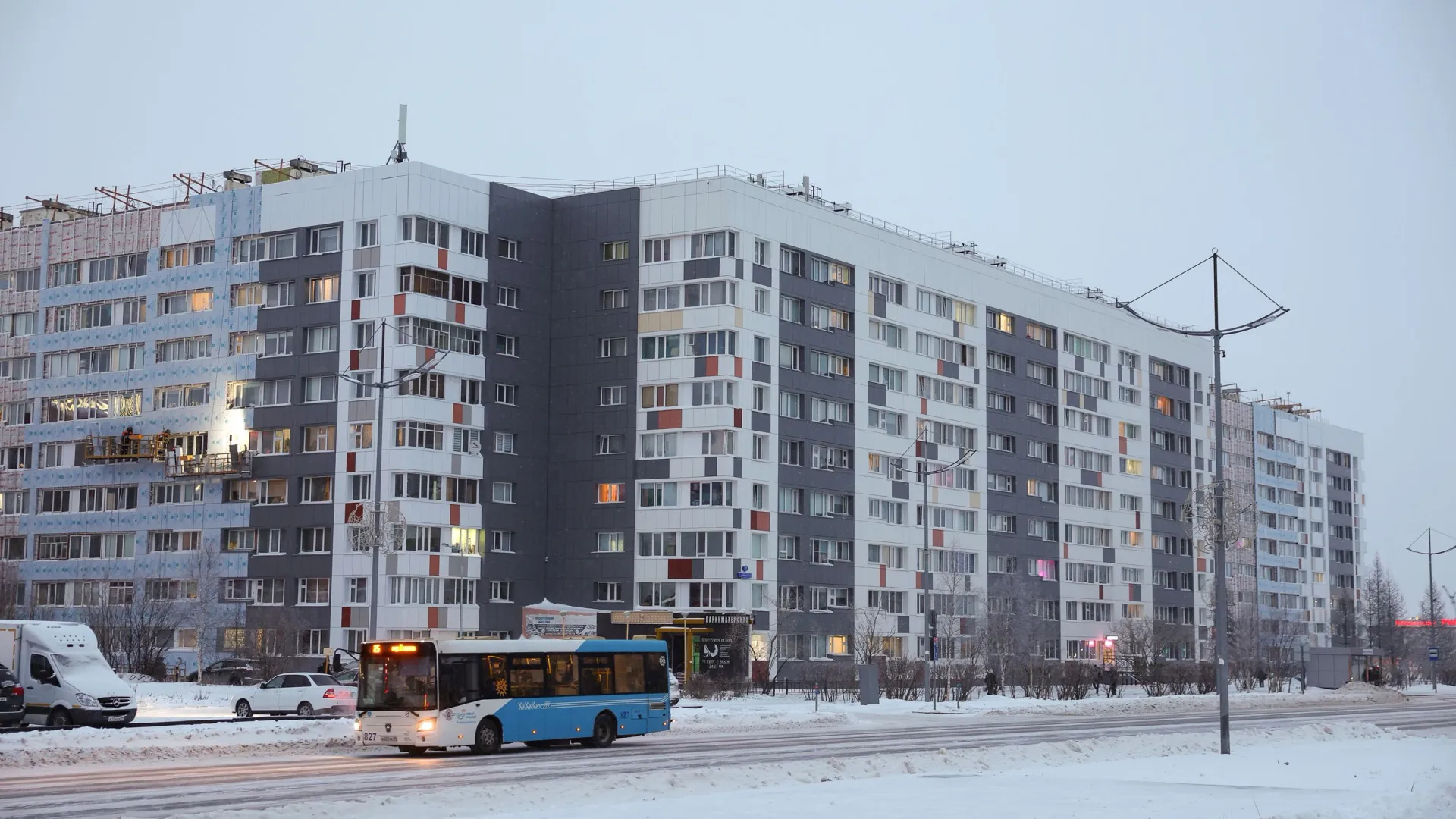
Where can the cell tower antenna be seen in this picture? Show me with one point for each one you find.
(398, 155)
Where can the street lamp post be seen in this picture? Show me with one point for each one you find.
(1430, 570)
(379, 385)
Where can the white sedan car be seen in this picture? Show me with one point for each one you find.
(297, 692)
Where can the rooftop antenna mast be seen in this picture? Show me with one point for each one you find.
(398, 155)
(1220, 535)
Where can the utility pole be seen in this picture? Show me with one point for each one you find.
(927, 575)
(379, 385)
(1220, 573)
(1220, 580)
(1430, 604)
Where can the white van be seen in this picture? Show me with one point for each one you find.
(66, 678)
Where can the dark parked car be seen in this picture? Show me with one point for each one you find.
(12, 698)
(232, 672)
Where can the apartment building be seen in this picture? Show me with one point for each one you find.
(711, 397)
(178, 435)
(1298, 575)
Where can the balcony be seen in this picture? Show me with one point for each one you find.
(105, 449)
(237, 463)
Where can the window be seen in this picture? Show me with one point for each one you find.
(424, 231)
(472, 242)
(324, 289)
(315, 539)
(791, 356)
(657, 251)
(892, 335)
(316, 488)
(428, 385)
(190, 302)
(185, 349)
(612, 299)
(791, 309)
(509, 297)
(890, 289)
(883, 420)
(319, 388)
(791, 406)
(364, 283)
(998, 321)
(710, 293)
(1085, 347)
(714, 243)
(321, 338)
(657, 594)
(889, 512)
(324, 240)
(177, 493)
(830, 365)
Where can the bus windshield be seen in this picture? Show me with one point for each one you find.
(400, 678)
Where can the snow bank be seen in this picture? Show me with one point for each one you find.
(1298, 773)
(96, 746)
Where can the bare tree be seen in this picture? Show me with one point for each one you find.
(204, 614)
(12, 591)
(1383, 607)
(134, 626)
(871, 630)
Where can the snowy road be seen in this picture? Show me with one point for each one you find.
(152, 790)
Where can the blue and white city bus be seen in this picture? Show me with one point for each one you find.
(435, 694)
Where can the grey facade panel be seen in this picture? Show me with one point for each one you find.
(577, 375)
(702, 268)
(290, 620)
(526, 219)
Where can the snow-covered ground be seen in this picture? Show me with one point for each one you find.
(109, 746)
(1321, 771)
(748, 714)
(184, 700)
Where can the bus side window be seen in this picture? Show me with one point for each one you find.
(655, 673)
(596, 673)
(528, 675)
(561, 675)
(629, 673)
(495, 679)
(459, 679)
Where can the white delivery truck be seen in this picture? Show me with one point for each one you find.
(66, 678)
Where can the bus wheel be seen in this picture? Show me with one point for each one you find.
(487, 736)
(603, 732)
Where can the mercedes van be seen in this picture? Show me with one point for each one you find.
(66, 678)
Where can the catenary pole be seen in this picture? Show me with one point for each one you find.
(378, 490)
(1220, 580)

=-=-=-=-=

Return each line from the material above exactly, but not the pictures.

Where can the cell tower antenna be seen in this picture? Show me with one point for each one you find.
(398, 155)
Where can the street lamp post be seen in this picture? Show me with one point for each one you find.
(1430, 570)
(379, 385)
Where can the white sedan car be seen in this picture? Show me with one point for each one you find.
(297, 692)
Where can the rooftop antenna mast be seen in this picture? Show me with one point for each one you find.
(398, 155)
(1220, 535)
Where can the utility pole be seen in this picture? Show me with one point for each one you find.
(927, 575)
(379, 385)
(1220, 573)
(1220, 580)
(1430, 604)
Where can the white van be seen in this picture? Show me with one point for each one you find.
(66, 678)
Where can the dark parked car be seen in this picture? Show me with one point for each one you find.
(12, 698)
(232, 672)
Where can the apartment building be seen in this picture? Show me with one point for each one you find.
(711, 397)
(178, 435)
(1298, 575)
Where can the balcony be seen in this picture? Show me with one point for each one you find.
(105, 449)
(237, 463)
Where can the window be seen in this picture? Show me with one point for each one you find.
(424, 231)
(472, 242)
(324, 289)
(315, 539)
(791, 356)
(657, 251)
(892, 335)
(316, 488)
(428, 385)
(190, 302)
(185, 349)
(612, 299)
(791, 309)
(509, 297)
(890, 289)
(883, 420)
(319, 388)
(791, 406)
(364, 283)
(998, 321)
(710, 293)
(1085, 347)
(714, 243)
(321, 338)
(657, 594)
(889, 512)
(324, 240)
(177, 493)
(830, 365)
Where can the bus windshield be seen in this picture? Show me with one point for each one you find.
(400, 678)
Where can the snow bank be seen in this picture? Show me with one point for each one you find.
(1298, 773)
(96, 746)
Where can the bare tree be seen in this picture? Show me with one point for each one you find.
(204, 614)
(12, 591)
(1383, 607)
(134, 626)
(871, 630)
Where can the snowy road be seen in this picture? Show me with one point for each one you find.
(152, 790)
Where can the blue and white city bus be seen in this picture? Show me with one point for each one you find.
(435, 694)
Where can the grey facade panel be seen in this picture? Show me with one point for each one you find.
(577, 375)
(702, 268)
(290, 620)
(526, 219)
Where can the snow-covered ground be seen in this picture? Show me with one point for each one you find.
(109, 746)
(1321, 771)
(748, 714)
(184, 700)
Where can the bus side window be seen in this picture? Show me with one point for each one you find.
(655, 673)
(596, 673)
(528, 675)
(561, 675)
(629, 673)
(495, 679)
(459, 679)
Where can the white delivery truck be seen in this picture? Show me with one point for each one you find.
(66, 678)
Where can the bus wheel be seen in this picture? Show me with one point for each one you find.
(487, 736)
(603, 732)
Where can the mercedes van be seen in this picture? Show me with one point for each one you find.
(66, 678)
Where can the catenary pole be seen in this picture? Show me with one point for each one you find.
(378, 490)
(1220, 580)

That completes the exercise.